**EXERCISE DIRECTIONS:** Could you quote the celery safety text starting with "Levothyroxine is used" and going on through "Unithroid, and others."?

When applied to the skin: Celery is POSSIBLY SAFE for most people when applied to the skin in the amounts found in medicine for a short period of time. However, some people are allergic to celery. Allergic reactions can range from skin rashes to anaphylaxis. Celery can also cause sensitivity to the sun.

Special Precautions & Warnings:

Pregnancy: Celery oil and celery seeds are LIKELY UNSAFE when taken by mouth during pregnancy in the amounts found in medicine. Large amounts of celery might make the uterus contract and cause a miscarriage.

Breast-feeding: There isn't enough reliable information to know if it is safe to use celery when breast-feeding. Stay on the safe side and avoid use.

Allergies: Celery can cause allergic reactions in people who are sensitive to certain other plants and spices including wild carrot, mugwort, birch, caraway, fennel or coriander seeds, parsley, anise, plantain, and dandelion. This has been called the "celery-carrot-mugwort-spice syndrome," or the "celery-mugwort-birch-spice" syndrome.

Bleeding disorders: There is concern that celery might increase the risk of bleeding when used in medicinal amounts. Don't use celery if you have a bleeding disorder.

Kidney problems: Don't use celery in medicinal amounts if you have kidney problems. Celery might cause inflammation.

Low blood pressure: Celery in medicinal amounts might lower blood pressure. If your blood pressure is already low, taking celery might make it drop too much.

Surgery: Celery can affect the central nervous system. There is some concern that celery, in combination with anesthesia and other medications used during and after surgery might slow down the central nervous system too much. Stop using celery at least 2 weeks before a scheduled surgery.



Moderate Interaction

Be cautious with this combination

  • Levothyroxine interacts with CELERY

    Levothyroxine is used for low thyroid function. Taking celery seed along with levothyroxine might decrease the effectiveness of levothyroxine. But it is not clear why this interaction might occur, or if it is a big concern.

    Some brands that contain levothyroxine include Armour Thyroid, Eltroxin, Estre, Euthyrox, Levo-T, Levothroid, Levoxyl, Synthroid, Unithroid, and others.

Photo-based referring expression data
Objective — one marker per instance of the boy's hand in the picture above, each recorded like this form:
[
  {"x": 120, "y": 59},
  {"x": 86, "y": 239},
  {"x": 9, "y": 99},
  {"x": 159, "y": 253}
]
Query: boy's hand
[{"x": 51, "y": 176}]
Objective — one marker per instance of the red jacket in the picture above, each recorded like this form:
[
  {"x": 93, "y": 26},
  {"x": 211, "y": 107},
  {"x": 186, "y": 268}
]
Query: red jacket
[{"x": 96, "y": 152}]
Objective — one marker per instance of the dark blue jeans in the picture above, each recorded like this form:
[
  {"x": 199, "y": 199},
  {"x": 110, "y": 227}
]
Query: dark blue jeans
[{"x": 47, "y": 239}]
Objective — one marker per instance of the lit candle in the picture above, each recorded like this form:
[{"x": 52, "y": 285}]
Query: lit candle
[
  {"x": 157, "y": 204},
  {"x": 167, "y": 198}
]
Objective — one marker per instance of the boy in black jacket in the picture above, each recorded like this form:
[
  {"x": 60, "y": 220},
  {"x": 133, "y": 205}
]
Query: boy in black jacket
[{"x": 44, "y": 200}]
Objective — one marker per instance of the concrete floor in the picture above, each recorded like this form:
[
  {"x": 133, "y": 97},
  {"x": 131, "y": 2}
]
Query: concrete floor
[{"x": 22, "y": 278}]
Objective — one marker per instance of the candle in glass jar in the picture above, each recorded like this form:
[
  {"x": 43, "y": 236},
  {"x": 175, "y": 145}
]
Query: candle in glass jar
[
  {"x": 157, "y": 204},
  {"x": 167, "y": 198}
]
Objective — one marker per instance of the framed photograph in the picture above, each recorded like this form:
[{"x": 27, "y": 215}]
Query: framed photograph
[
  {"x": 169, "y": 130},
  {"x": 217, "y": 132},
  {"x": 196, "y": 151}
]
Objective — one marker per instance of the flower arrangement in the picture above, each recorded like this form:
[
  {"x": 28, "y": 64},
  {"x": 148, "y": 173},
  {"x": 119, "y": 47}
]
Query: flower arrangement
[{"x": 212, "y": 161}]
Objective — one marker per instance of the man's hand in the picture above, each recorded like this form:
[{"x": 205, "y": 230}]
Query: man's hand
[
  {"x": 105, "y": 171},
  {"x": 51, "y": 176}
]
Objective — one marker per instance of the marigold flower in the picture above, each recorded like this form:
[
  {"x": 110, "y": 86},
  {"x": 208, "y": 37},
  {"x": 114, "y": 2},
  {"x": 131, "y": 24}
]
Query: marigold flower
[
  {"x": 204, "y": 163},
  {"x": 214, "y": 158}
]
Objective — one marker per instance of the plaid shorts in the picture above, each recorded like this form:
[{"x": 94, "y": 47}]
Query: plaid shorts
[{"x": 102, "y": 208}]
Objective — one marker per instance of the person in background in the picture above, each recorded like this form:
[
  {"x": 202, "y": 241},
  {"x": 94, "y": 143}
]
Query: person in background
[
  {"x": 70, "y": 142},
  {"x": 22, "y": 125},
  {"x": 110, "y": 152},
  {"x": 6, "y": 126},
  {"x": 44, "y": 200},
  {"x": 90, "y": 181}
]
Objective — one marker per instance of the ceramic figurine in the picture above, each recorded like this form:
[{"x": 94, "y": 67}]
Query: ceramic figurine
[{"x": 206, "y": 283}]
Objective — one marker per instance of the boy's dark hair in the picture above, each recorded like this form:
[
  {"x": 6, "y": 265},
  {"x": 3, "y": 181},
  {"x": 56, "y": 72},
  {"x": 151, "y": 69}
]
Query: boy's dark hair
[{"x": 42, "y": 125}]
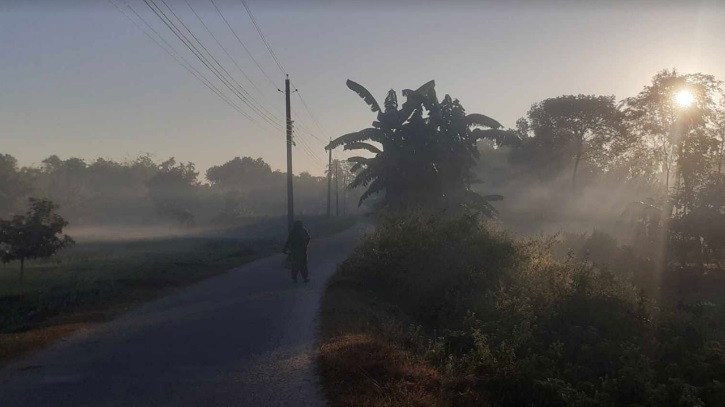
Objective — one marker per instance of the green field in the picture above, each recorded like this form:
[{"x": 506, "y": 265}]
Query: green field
[{"x": 93, "y": 282}]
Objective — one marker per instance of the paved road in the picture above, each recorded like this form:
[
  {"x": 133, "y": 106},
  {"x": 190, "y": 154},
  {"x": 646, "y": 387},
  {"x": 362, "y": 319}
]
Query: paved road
[{"x": 244, "y": 338}]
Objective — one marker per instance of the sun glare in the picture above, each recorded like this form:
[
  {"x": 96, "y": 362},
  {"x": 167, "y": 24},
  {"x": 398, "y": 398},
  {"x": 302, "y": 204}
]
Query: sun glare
[{"x": 684, "y": 98}]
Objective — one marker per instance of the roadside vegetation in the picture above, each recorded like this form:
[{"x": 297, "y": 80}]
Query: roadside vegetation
[
  {"x": 597, "y": 281},
  {"x": 97, "y": 279},
  {"x": 432, "y": 311}
]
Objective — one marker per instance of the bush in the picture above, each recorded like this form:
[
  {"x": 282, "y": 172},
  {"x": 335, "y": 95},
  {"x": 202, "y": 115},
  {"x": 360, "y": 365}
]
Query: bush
[{"x": 503, "y": 318}]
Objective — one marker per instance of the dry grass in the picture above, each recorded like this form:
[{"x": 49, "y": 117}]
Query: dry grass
[
  {"x": 363, "y": 360},
  {"x": 13, "y": 345},
  {"x": 359, "y": 370}
]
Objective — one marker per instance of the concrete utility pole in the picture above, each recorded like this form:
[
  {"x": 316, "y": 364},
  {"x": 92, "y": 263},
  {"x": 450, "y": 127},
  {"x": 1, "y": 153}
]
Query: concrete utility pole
[
  {"x": 337, "y": 189},
  {"x": 344, "y": 193},
  {"x": 329, "y": 179},
  {"x": 290, "y": 192}
]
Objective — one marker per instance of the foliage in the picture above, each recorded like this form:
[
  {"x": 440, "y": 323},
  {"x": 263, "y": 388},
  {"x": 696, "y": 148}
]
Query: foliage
[
  {"x": 504, "y": 319},
  {"x": 146, "y": 192},
  {"x": 37, "y": 234},
  {"x": 423, "y": 150},
  {"x": 581, "y": 128},
  {"x": 172, "y": 190}
]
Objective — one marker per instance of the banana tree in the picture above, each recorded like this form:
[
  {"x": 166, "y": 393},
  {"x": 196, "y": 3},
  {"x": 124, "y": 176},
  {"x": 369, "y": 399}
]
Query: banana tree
[{"x": 422, "y": 150}]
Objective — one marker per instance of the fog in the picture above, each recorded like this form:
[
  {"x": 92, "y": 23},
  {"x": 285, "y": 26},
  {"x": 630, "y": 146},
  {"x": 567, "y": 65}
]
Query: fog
[{"x": 142, "y": 198}]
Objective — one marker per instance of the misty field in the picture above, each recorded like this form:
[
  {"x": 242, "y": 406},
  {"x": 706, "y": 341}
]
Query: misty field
[{"x": 92, "y": 282}]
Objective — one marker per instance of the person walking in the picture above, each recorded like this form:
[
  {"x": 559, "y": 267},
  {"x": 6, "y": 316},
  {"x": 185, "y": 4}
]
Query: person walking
[{"x": 296, "y": 248}]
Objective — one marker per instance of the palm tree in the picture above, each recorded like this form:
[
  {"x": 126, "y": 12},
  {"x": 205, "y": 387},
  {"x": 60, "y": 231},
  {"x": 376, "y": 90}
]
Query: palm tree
[{"x": 422, "y": 150}]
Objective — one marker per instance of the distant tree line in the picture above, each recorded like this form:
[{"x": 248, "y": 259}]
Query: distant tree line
[
  {"x": 143, "y": 191},
  {"x": 648, "y": 167}
]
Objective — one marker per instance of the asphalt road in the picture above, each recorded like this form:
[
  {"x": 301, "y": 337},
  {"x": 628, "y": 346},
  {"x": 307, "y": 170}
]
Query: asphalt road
[{"x": 244, "y": 338}]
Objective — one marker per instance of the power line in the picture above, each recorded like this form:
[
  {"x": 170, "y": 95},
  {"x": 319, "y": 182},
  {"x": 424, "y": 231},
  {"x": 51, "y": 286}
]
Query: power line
[
  {"x": 243, "y": 45},
  {"x": 169, "y": 49},
  {"x": 270, "y": 114},
  {"x": 199, "y": 55},
  {"x": 222, "y": 77},
  {"x": 309, "y": 111},
  {"x": 264, "y": 39}
]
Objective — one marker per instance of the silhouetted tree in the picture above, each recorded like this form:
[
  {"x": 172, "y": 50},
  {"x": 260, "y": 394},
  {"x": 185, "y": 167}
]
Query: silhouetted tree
[
  {"x": 423, "y": 152},
  {"x": 172, "y": 190},
  {"x": 241, "y": 174},
  {"x": 37, "y": 234},
  {"x": 577, "y": 128}
]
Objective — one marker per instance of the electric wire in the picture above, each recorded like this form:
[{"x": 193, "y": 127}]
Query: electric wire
[
  {"x": 200, "y": 55},
  {"x": 208, "y": 30},
  {"x": 174, "y": 54},
  {"x": 228, "y": 78},
  {"x": 264, "y": 39},
  {"x": 243, "y": 45}
]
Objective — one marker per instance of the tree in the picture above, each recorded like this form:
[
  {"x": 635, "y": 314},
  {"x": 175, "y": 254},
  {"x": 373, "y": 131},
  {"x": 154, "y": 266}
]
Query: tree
[
  {"x": 241, "y": 174},
  {"x": 13, "y": 185},
  {"x": 684, "y": 145},
  {"x": 173, "y": 190},
  {"x": 422, "y": 150},
  {"x": 659, "y": 125},
  {"x": 578, "y": 128},
  {"x": 37, "y": 234}
]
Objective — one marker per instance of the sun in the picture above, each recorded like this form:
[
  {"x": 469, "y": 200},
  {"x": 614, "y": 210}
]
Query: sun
[{"x": 684, "y": 98}]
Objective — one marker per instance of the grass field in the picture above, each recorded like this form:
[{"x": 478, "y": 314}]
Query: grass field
[{"x": 93, "y": 282}]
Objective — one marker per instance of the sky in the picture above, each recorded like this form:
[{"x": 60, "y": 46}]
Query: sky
[{"x": 81, "y": 79}]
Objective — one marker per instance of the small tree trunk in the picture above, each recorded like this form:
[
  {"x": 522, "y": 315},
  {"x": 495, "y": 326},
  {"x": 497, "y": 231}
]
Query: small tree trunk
[{"x": 576, "y": 166}]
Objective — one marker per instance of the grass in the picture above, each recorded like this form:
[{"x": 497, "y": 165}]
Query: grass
[
  {"x": 94, "y": 282},
  {"x": 361, "y": 361},
  {"x": 429, "y": 311}
]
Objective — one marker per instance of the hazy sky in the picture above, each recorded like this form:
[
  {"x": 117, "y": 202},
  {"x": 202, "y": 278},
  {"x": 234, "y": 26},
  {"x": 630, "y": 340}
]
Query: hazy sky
[{"x": 77, "y": 78}]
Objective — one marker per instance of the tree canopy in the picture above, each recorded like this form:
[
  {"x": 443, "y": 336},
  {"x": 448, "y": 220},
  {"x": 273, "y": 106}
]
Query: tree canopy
[{"x": 37, "y": 234}]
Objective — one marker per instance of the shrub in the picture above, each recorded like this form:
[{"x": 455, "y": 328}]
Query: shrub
[{"x": 503, "y": 318}]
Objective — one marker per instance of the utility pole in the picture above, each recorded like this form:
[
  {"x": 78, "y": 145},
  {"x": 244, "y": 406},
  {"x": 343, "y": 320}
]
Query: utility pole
[
  {"x": 344, "y": 193},
  {"x": 337, "y": 189},
  {"x": 290, "y": 193},
  {"x": 329, "y": 179}
]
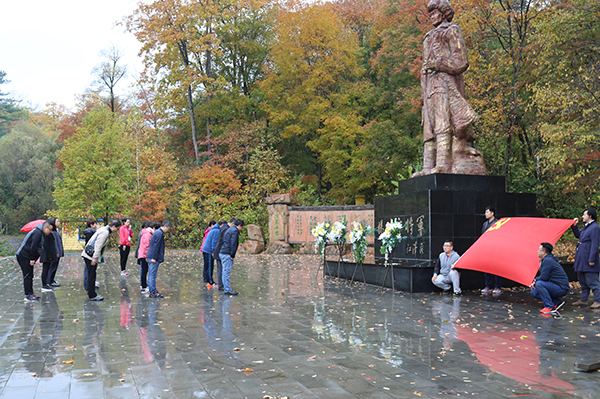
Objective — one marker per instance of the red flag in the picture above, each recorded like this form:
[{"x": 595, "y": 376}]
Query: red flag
[
  {"x": 31, "y": 225},
  {"x": 509, "y": 248}
]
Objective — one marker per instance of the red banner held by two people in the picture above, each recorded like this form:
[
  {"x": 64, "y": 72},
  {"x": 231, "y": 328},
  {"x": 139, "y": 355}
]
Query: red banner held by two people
[{"x": 509, "y": 247}]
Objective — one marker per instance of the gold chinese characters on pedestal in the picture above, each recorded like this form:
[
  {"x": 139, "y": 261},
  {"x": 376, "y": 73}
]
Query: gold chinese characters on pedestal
[{"x": 447, "y": 116}]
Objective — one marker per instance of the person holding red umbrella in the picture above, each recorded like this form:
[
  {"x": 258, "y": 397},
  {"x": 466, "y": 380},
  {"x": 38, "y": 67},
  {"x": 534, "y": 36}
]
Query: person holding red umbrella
[{"x": 29, "y": 251}]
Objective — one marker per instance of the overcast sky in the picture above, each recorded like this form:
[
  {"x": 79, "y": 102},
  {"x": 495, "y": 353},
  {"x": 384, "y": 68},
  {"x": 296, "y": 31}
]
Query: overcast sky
[{"x": 49, "y": 48}]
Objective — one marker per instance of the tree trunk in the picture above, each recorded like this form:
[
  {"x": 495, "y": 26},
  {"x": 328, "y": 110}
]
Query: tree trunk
[{"x": 192, "y": 121}]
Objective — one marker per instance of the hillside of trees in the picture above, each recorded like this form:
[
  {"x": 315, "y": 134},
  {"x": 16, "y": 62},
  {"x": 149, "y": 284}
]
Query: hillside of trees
[{"x": 242, "y": 99}]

**TASK OUTPUT:**
Levothyroxine is used for low thyroid function. Taking celery seed along with levothyroxine might decrease the effectiveness of levothyroxine. But it is not clear why this interaction might occur, or if it is a big concern.

    Some brands that contain levothyroxine include Armour Thyroid, Eltroxin, Estre, Euthyrox, Levo-T, Levothroid, Levoxyl, Synthroid, Unithroid, and others.